▸ 本文抜粋
* * *
任意売却後の残債に不安を感じたら

任意売却の残債に不安

任意売却で住宅ローン問題を乗り越える際、債務(借金)の一部が残債として残るケースは少なくありません。

(住宅ローンが払えないから任意売却をしたのに、残債の返済なんてできない…)
(家がなくなり賃貸住宅の家賃を払わなければいけないのに、残債まで手が回らない…)

残債に対して、多くの方が上記のような不安を感じていらっしゃいます。
住宅ローン問題の渦中でご本人が先を見えていない状態なのだとしたら、不安に感じるのも無理のないことなのかもしれません。

しかし、やみくもに不安を感じる必要はありません。
適切な専門家に相談し、 順序立てて1つひとつの状況に対応していくことで、必ず道は見えてきます。

このページでは残債の概要をご紹介します。
残債対応の詳しい内容については、個別でご説明させていただきます。
ぜひお気軽にお問い合わせください。

任意売却と残債

任意売却と残債整理には専門家とのタッグを

任意売却をしても、債務(借金)が0になるわけではありません。
任意売却の多くのケースで、売却をした後も残債として債務(借金)が残ります。
残債については多くの方が不安に感じていらっしゃり、
「残債を考える余裕なんてないのですが、残債はどうしても返さなくてはいけないのですか?」
というご相談を受ける事は少なくありませんが、やみくもに心配する必要はないとお話しさせていただいています。
* * *
▸ 記録データ

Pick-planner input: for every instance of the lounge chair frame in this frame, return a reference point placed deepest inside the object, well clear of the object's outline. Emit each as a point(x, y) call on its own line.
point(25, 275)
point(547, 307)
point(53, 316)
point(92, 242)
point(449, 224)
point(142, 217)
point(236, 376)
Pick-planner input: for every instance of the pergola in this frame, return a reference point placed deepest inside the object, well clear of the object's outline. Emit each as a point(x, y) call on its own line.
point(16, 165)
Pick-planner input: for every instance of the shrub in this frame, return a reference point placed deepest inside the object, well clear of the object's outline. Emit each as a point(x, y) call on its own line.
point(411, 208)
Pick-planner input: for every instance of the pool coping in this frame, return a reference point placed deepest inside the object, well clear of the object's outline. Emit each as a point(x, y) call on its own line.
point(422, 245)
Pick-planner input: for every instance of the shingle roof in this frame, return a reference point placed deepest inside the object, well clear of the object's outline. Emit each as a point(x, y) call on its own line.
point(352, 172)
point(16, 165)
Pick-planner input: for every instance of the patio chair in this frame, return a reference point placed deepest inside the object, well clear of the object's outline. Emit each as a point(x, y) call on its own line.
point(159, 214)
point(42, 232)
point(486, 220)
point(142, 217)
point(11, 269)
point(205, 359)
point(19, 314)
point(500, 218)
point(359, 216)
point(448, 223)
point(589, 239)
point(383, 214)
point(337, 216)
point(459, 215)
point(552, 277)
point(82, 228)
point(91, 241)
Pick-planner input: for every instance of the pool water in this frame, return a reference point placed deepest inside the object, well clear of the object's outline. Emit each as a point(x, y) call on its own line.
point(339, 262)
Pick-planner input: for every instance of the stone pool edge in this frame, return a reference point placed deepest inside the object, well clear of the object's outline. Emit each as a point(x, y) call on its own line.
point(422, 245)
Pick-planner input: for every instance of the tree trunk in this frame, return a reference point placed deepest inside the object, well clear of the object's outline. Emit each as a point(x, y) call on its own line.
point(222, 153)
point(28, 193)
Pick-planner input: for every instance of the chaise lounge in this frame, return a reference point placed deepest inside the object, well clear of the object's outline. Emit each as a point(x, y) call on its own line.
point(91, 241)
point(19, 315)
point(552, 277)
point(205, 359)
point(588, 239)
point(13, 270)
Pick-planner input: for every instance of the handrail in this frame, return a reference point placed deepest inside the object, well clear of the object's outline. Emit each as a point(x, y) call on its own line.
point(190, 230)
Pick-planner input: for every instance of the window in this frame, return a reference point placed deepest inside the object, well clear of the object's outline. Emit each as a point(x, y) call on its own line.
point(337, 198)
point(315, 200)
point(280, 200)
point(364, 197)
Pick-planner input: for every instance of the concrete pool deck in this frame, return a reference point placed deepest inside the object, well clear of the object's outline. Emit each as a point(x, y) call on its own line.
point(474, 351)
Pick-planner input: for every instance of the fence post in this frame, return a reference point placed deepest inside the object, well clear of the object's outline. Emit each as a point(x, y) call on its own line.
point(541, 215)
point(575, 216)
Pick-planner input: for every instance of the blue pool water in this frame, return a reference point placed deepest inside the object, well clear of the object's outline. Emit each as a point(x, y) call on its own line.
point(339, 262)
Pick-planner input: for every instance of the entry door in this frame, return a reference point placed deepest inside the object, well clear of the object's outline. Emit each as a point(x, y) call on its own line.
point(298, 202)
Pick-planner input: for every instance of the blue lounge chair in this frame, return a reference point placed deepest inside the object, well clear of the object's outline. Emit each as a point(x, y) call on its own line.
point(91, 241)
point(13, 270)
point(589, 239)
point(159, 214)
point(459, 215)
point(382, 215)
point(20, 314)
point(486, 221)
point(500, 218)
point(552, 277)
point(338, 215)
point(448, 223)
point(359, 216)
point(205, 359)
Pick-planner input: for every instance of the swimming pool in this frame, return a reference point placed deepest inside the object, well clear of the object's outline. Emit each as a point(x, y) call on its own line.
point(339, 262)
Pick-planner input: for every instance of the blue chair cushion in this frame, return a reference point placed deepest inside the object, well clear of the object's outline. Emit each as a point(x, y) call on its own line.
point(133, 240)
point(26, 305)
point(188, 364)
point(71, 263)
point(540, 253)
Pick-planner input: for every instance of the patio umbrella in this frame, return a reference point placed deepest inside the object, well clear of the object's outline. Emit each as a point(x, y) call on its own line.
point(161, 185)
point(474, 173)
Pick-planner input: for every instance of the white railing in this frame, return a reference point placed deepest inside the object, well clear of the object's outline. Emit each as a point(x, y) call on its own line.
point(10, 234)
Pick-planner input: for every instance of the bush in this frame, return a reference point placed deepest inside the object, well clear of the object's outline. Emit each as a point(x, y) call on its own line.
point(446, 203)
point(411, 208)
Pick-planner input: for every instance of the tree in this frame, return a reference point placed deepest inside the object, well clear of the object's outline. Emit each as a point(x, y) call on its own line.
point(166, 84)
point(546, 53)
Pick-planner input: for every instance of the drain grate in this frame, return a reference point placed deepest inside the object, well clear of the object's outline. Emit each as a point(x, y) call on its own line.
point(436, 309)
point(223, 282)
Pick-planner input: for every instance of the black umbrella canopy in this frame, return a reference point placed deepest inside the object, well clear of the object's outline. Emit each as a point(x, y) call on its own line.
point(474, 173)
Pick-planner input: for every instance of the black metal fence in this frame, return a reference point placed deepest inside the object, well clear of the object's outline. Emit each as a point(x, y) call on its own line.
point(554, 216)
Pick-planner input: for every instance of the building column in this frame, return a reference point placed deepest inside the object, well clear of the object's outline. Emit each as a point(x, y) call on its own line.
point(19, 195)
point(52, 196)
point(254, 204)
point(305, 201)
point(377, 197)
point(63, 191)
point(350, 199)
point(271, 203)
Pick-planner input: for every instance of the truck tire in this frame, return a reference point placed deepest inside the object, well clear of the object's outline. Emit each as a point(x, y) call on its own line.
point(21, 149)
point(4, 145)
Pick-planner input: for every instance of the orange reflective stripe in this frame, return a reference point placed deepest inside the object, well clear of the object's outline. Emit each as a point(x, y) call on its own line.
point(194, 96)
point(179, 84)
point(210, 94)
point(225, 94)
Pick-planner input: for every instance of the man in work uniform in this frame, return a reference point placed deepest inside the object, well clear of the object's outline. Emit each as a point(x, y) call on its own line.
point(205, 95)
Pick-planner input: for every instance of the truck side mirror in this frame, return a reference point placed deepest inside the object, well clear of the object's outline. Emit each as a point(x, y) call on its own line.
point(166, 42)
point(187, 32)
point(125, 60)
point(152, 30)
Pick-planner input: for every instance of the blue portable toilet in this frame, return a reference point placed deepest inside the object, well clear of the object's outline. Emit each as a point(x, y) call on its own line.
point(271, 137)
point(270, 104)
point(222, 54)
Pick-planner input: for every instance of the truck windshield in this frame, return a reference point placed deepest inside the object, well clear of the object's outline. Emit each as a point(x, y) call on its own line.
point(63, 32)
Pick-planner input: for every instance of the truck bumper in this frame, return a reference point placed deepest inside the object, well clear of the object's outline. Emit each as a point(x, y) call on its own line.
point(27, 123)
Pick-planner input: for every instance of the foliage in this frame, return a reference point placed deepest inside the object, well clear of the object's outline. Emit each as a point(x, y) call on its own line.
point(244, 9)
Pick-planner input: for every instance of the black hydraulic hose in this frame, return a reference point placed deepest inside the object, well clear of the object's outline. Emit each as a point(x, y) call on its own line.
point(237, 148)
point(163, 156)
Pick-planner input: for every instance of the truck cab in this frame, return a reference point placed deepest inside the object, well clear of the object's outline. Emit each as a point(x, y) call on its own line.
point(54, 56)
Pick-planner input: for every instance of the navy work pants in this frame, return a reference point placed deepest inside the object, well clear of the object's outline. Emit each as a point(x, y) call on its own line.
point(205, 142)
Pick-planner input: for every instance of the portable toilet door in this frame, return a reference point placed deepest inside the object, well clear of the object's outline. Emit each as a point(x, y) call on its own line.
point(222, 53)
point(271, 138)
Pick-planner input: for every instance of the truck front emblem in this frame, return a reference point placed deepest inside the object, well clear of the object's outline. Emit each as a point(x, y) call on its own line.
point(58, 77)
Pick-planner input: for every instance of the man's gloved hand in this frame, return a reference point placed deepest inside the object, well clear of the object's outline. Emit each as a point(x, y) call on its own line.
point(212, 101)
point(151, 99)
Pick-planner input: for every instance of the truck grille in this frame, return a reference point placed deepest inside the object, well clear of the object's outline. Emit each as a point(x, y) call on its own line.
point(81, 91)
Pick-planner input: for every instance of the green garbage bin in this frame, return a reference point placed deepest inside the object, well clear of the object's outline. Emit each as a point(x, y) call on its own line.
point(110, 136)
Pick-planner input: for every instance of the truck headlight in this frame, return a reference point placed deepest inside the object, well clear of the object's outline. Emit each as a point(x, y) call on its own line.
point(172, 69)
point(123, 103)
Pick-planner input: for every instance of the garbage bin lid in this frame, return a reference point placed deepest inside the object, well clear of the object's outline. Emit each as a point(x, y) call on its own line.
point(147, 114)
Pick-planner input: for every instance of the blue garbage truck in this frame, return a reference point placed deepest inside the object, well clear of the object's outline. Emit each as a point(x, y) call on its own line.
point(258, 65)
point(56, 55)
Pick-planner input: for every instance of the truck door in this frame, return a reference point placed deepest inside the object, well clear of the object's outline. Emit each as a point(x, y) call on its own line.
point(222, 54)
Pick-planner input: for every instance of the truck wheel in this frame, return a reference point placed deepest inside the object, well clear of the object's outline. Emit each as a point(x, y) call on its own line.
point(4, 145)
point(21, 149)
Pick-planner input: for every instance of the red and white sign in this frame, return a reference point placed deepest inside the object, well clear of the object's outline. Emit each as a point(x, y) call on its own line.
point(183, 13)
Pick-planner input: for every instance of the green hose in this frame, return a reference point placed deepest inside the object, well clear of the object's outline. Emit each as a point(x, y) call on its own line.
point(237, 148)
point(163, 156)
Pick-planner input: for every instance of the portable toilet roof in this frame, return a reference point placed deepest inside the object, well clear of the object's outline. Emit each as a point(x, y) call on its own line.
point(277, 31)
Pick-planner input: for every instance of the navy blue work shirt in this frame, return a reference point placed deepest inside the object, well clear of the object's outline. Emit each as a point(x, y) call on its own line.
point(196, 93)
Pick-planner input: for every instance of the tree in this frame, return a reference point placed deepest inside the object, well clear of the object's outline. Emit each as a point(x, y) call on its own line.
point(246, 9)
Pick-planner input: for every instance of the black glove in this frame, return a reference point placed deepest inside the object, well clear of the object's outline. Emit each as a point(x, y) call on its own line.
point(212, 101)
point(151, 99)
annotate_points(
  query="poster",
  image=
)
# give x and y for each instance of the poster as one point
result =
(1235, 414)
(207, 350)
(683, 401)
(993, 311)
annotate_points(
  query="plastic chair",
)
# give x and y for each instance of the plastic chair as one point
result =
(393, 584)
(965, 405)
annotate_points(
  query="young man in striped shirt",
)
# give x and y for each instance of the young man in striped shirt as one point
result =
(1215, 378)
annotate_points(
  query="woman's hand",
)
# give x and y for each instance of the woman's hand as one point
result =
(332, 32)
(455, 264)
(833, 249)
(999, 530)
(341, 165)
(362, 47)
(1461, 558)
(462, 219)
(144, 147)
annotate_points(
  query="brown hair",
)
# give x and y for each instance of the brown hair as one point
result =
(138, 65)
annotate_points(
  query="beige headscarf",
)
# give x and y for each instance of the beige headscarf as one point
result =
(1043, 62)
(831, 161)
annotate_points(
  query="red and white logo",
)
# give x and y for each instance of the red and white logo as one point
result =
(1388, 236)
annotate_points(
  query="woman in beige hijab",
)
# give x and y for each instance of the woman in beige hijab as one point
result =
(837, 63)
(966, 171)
* * *
▸ 練習課題
1/ 任意売却の残債に関する文章のうち、「(家がなくなり賃貸住宅の家賃を払わなければいけないのに、残債まで手が回らない…)」から「ぜひお気軽にお問い合わせください。」までの部分を、両端も含めて一字一句違えずに書き写しなさい。
2/ 任意売却の残債に関する文章にある次の一文を英語に訳しなさい。「任意売却をしても、債務(借金)が0になるわけではありません。」

▸ 解答一覧
1/
(家がなくなり賃貸住宅の家賃を払わなければいけないのに、残債まで手が回らない…)

残債に対して、多くの方が上記のような不安を感じていらっしゃいます。
住宅ローン問題の渦中でご本人が先を見えていない状態なのだとしたら、不安に感じるのも無理のないことなのかもしれません。

しかし、やみくもに不安を感じる必要はありません。
適切な専門家に相談し、 順序立てて1つひとつの状況に対応していくことで、必ず道は見えてきます。

このページでは残債の概要をご紹介します。
残債対応の詳しい内容については、個別でご説明させていただきます。
ぜひお気軽にお問い合わせください。

2/ Even if you go through a voluntary sale, your debt (borrowing) does not drop to zero.